Given information:
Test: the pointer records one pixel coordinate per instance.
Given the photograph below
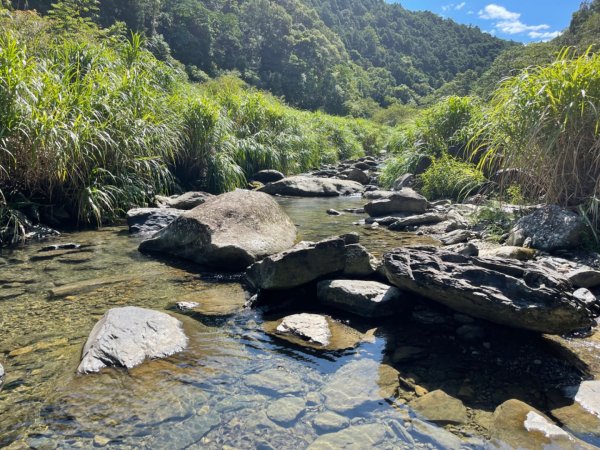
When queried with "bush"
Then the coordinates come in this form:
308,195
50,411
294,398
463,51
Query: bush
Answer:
448,177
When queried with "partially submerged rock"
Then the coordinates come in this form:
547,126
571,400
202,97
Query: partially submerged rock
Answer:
517,294
229,231
303,186
125,337
150,220
186,201
549,228
363,298
404,201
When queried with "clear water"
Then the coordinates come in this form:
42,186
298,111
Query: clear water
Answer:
222,391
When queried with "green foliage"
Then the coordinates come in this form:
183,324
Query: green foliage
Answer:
448,177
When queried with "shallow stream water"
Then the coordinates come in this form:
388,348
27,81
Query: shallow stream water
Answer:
236,386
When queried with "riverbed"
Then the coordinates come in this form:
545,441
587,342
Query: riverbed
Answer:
237,386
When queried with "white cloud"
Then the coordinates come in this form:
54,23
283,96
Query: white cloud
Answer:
493,11
508,22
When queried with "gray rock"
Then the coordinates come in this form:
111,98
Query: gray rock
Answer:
584,277
406,180
439,407
357,175
549,228
186,201
328,421
268,176
229,231
404,201
363,298
150,220
305,262
125,337
357,437
303,186
359,262
311,327
354,385
286,411
418,220
513,293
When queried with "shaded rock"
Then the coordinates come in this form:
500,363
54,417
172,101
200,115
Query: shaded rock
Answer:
519,425
357,175
279,381
229,231
404,201
549,228
150,220
352,386
357,437
404,181
582,417
420,219
186,201
268,176
328,421
513,293
584,277
286,410
303,263
302,186
510,252
359,262
439,407
311,327
363,298
125,337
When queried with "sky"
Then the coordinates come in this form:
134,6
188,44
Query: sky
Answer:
518,20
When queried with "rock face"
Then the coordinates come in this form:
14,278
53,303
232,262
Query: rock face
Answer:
186,201
311,327
363,298
268,176
229,231
150,220
404,201
549,228
513,293
302,186
305,262
125,337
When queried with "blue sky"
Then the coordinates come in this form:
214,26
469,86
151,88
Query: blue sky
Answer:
524,20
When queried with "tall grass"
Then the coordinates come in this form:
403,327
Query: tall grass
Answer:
545,122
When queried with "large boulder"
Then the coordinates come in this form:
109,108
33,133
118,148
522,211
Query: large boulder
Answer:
303,186
549,228
188,200
363,298
126,337
404,201
150,220
268,176
303,263
230,231
508,292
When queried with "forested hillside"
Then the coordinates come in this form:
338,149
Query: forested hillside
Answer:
346,57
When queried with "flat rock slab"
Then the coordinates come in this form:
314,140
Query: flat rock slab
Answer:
125,337
507,292
363,298
228,232
303,263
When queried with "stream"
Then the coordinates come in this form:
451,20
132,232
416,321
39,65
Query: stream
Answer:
237,386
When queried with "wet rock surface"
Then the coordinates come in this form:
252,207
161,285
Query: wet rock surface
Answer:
126,337
519,295
229,231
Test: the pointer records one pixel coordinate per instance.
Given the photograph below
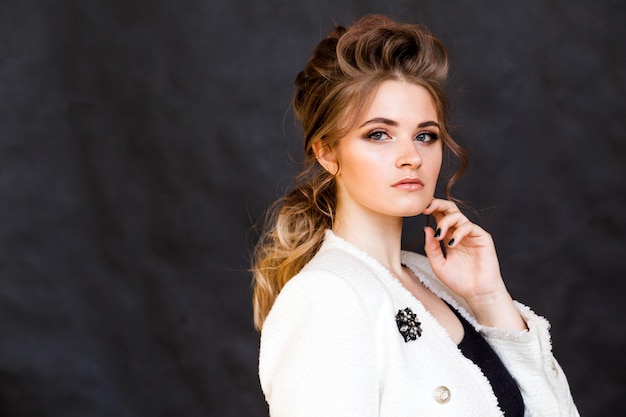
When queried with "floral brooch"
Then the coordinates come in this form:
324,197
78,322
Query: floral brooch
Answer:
408,324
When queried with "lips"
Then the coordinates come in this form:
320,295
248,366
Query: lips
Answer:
409,184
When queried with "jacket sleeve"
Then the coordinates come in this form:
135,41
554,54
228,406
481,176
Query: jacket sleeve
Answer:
316,356
528,357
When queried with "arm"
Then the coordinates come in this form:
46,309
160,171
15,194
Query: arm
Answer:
521,339
317,355
528,357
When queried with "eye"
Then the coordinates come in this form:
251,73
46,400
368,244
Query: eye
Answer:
426,137
378,135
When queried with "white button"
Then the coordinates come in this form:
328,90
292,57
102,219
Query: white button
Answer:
442,394
555,369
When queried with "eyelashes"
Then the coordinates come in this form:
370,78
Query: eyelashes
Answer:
381,136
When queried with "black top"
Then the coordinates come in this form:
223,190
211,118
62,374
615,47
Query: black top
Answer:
476,349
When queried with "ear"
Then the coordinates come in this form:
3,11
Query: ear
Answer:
326,157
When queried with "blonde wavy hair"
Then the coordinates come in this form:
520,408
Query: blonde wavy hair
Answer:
331,92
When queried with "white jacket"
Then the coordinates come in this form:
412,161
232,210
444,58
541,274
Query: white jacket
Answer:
330,346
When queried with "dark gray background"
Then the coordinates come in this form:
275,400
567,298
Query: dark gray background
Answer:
141,140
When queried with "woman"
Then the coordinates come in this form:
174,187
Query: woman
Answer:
351,324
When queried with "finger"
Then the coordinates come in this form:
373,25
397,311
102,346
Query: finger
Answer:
461,232
446,225
439,207
432,248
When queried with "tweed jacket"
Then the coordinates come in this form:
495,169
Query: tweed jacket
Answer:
331,346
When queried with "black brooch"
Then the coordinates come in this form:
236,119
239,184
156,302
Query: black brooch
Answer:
408,324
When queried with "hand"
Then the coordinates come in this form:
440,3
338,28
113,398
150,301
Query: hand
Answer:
470,265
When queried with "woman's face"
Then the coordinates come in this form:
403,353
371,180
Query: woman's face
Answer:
389,164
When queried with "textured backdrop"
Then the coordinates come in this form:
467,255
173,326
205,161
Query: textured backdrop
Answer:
140,141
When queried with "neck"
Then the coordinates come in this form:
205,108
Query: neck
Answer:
380,237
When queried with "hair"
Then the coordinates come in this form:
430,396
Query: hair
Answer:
333,89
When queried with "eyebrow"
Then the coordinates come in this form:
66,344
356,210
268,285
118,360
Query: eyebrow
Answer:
390,122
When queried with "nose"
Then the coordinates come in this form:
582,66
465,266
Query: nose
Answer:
408,154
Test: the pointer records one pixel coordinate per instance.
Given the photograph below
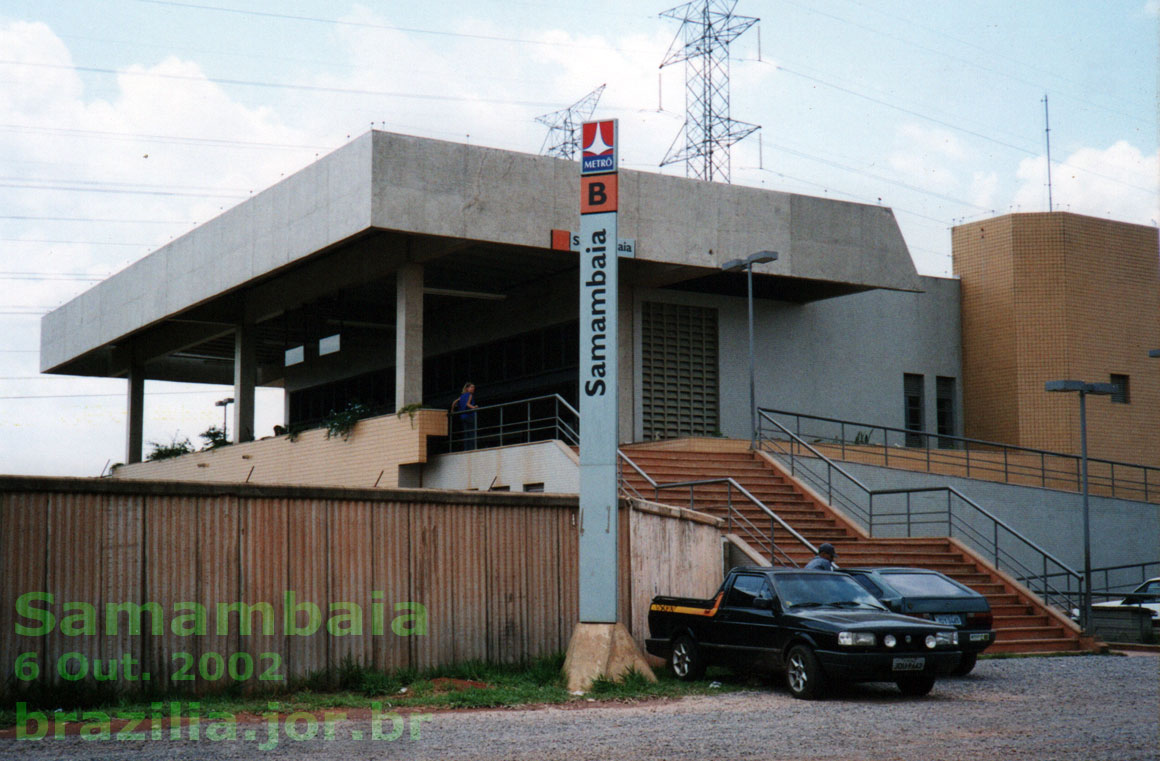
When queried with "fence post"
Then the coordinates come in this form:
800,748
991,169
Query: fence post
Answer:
729,498
997,544
950,528
907,514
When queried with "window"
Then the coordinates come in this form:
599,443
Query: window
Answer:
745,589
679,370
1121,396
944,411
914,414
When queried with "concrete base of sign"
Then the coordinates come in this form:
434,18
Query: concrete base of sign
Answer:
602,650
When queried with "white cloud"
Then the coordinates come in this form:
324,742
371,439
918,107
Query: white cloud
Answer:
933,159
1118,181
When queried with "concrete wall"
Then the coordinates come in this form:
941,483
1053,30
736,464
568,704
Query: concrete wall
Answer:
370,457
839,357
1123,531
512,468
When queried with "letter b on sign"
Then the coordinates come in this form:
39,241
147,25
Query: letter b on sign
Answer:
597,194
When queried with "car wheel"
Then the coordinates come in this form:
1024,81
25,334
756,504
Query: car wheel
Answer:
915,686
686,660
966,665
803,674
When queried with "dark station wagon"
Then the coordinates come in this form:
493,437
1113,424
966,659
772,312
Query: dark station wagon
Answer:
933,595
817,627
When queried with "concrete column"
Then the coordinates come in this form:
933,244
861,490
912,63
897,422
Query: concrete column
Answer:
245,378
135,424
408,335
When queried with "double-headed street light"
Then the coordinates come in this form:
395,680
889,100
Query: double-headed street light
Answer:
747,263
1084,390
224,404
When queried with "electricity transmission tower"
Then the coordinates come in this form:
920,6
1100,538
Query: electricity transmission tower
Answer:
563,137
708,27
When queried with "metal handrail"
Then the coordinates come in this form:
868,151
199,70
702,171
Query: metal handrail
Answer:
1116,591
986,540
732,513
506,426
1118,478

Instructions for the task: The records above must be transcribed exactly. Pictures are left out of the copy.

Finished answer:
Test: the pointer records one pixel coordinate per instance.
Given the photograph below
When queried with "bush"
Then the coordinates come in this form:
308,195
50,411
294,398
463,51
Query: bush
Answer:
448,177
When queried with "partially submerged rock"
Then the coordinates come in this form:
547,126
571,400
202,97
Query: partially submerged rock
Answer:
517,294
229,231
303,186
125,337
150,220
186,201
549,228
363,298
404,201
When queried with "clear water"
Then the coordinates come in this form:
42,186
298,111
Query: clear water
Answer:
222,391
When queried with "green foliage"
Then the coordinates come in this form:
183,324
Query: green foliage
Answer:
448,177
When queried with "shallow stream water"
Then the coordinates come in this form:
388,348
27,81
Query: shallow stream water
Answer:
236,386
When queried with "riverbed"
Then the coordinates come in this form:
545,441
587,342
Query: riverbed
Answer:
237,386
When queried with "white cloud"
Then the coordinates come in this form:
54,23
283,96
Query: white cloud
Answer:
493,11
508,22
When queried with "gray rock"
Then the coordinates come in this form:
111,98
Query: gray rock
Answer:
584,277
406,180
439,407
357,175
549,228
186,201
328,421
268,176
229,231
404,201
363,298
150,220
305,262
125,337
357,437
303,186
359,262
311,327
354,385
286,411
418,220
513,293
When queried with "shaded rock"
Then the coordinates come in this form:
500,363
54,417
172,101
200,115
Query: shaded rock
Answer:
519,425
357,175
279,381
229,231
404,201
549,228
150,220
352,386
357,437
404,181
582,417
420,219
186,201
268,176
328,421
513,293
584,277
286,410
303,263
302,186
510,252
359,262
439,407
311,327
363,298
125,337
When queried with "sky"
Then the coordinates come in this form:
134,6
188,44
Query: sky
Answer:
518,20
When queried with "rock face"
Then the coordinates come in this form:
14,278
53,303
232,262
Query: rock face
Answer:
186,201
311,327
363,298
268,176
229,231
150,220
404,201
549,228
513,293
302,186
305,262
125,337
When queried with "blue sky"
Then the coordinates come in this form:
214,26
469,86
151,88
Query: blue sky
Answer:
524,20
When queried with "tall grass"
Then the coordinates come in this form:
403,327
Query: tall grass
Answer:
545,122
When queried with "large boulder"
Then the coordinates come in this form:
109,108
33,133
118,148
522,211
Query: large boulder
Answer:
303,186
549,228
188,200
363,298
126,337
404,201
150,220
268,176
303,263
230,231
508,292
When queried with "forested hillside"
Then the coordinates come in this form:
338,149
Query: forested hillside
Answer:
346,57
When queried with "flat rock slab"
Then the coordinates come in this form:
314,140
Query: flat rock slab
Answer:
125,337
507,292
363,298
228,232
303,263
When queried with "stream"
Then the coordinates come in this form:
451,20
132,232
416,321
39,65
Query: stream
Answer:
237,386
When queried with "wet rock surface"
Then the coordinates come in this form:
252,207
161,285
Query: wet rock surface
Answer:
126,337
519,295
229,231
Test: the pointer records one pixel coordinate per instance.
Given the photograph below
When queried with "floral brooch"
Then the coordinates come in this form:
324,197
78,322
Query: floral brooch
Answer:
408,324
When queried with "lips"
Then the coordinates come in this form:
320,295
248,366
Query: lips
Answer:
409,184
When queried with "jacket sleeve"
Then the coordinates come in this form:
135,41
554,54
228,406
481,176
Query: jacket sleeve
Answer:
316,356
528,357
When queried with "arm"
Then the coordinates come in this form:
46,309
160,171
15,194
Query: arm
Answer:
521,339
317,355
528,357
When queried with "eye"
Then the coordinates come in this form:
251,73
46,400
368,244
Query: eye
Answer:
426,137
378,135
When queried with "white button"
Then the coordinates come in this form:
328,90
292,57
102,219
Query: white button
Answer:
442,394
555,369
When queried with "eyelashes"
Then the coordinates come in this form:
370,78
Query: eyelashes
Answer:
381,136
When queried with "black top"
Then the coordinates come in this form:
223,190
211,118
62,374
615,47
Query: black top
Answer:
476,349
When queried with "ear"
Then the coordinates come in this form:
3,11
Query: ear
Answer:
326,157
When queried with "blonde wavy hair"
Then the coordinates come in this form:
520,408
Query: blonde wavy hair
Answer:
331,92
When queried with "white jacket"
Then the coordinates come in this form:
412,161
232,210
444,58
541,274
Query: white jacket
Answer:
330,346
When queried with "dark gray background"
Then the coordinates come in this form:
275,400
567,298
Query: dark gray background
Answer:
141,140
When queried with "woman"
Then the coordinates come in this form:
174,187
Query: woman
Answer:
351,324
When queried with "finger"
Then the coordinates come in this form:
373,25
397,311
102,346
Query: finger
Answer:
461,232
446,225
439,207
432,248
When queried with "tweed jacket"
Then the coordinates come in this form:
495,169
Query: tweed jacket
Answer:
331,346
When queried with "black brooch"
Then the coordinates come in this form:
236,119
239,184
156,302
Query: black brooch
Answer:
408,324
When queried with "hand"
Then the coordinates come in this form:
440,3
338,28
113,398
150,301
Query: hand
Answer:
470,265
When queried with "woman's face"
Then the coordinates come in this form:
403,353
371,180
Query: woman's face
Answer:
389,164
When queried with "textured backdrop"
Then the coordinates come in this form:
467,255
173,326
205,161
Query: textured backdrop
Answer:
140,141
When queried with "neck"
Then the coordinates come in this form:
205,108
Query: neck
Answer:
380,237
When queried with "hair"
Then the coordinates come in this form:
430,396
Query: hair
Answer:
333,89
When queried with "eyebrow"
Then the coordinates come in this form:
66,344
356,210
268,285
118,360
Query: eyebrow
Answer:
390,122
When queried with "nose"
Then the coordinates come in this form:
582,66
465,266
Query: nose
Answer:
408,154
Test: the pointer records one pixel coordinate per instance.
Given the photograph below
When queried with "fence post"
Then the coordinates come in this form:
800,748
991,169
Query: fence post
Answer:
729,498
997,544
950,528
907,514
When queried with "window"
Then the coordinates come in this form:
599,443
Query: window
Answer:
745,589
679,370
1121,396
944,411
914,414
When queried with "concrete base of sign"
Then the coordinates come in this form:
434,18
Query: concrete base of sign
Answer:
602,650
When queried with "white cloud"
Then the coordinates come in this form:
324,742
371,439
918,107
Query: white cloud
Answer:
933,159
1118,181
When queried with "concrete wall"
Then the coordinates come in this form:
941,483
1053,30
736,464
568,704
Query: concrete wall
Answer:
370,457
839,357
1123,531
512,468
When queried with "letter b on sign"
Then the coordinates come in this form:
39,241
147,25
Query: letter b on sign
Answer:
597,194
When queried with "car wheel"
Then the coordinates come in this form:
1024,81
25,334
756,504
Query: car wheel
Answer:
915,686
686,660
966,665
803,674
When queried with "dark station wagon"
Then the coordinates come in this form:
493,437
1113,424
966,659
772,312
Query: dark station wagon
Answer:
933,595
817,627
When queried with "concrete column"
Then the coordinates come in this form:
933,244
861,490
912,63
897,422
Query: concrete column
Answer:
245,378
135,424
408,335
When queried with "double-headed street light"
Then the coordinates come in this form:
395,680
889,100
Query: double-headed street light
Answer:
747,263
1084,390
224,404
When queried with "electricity transmission tower"
Then the coordinates come in this form:
920,6
1100,538
Query: electricity transmission tower
Answer:
563,137
708,27
When queried with "metal handrail"
Then the coordinates come in this form:
868,151
199,70
702,171
Query: metal handrail
Answer:
1116,591
986,540
732,513
506,426
1118,478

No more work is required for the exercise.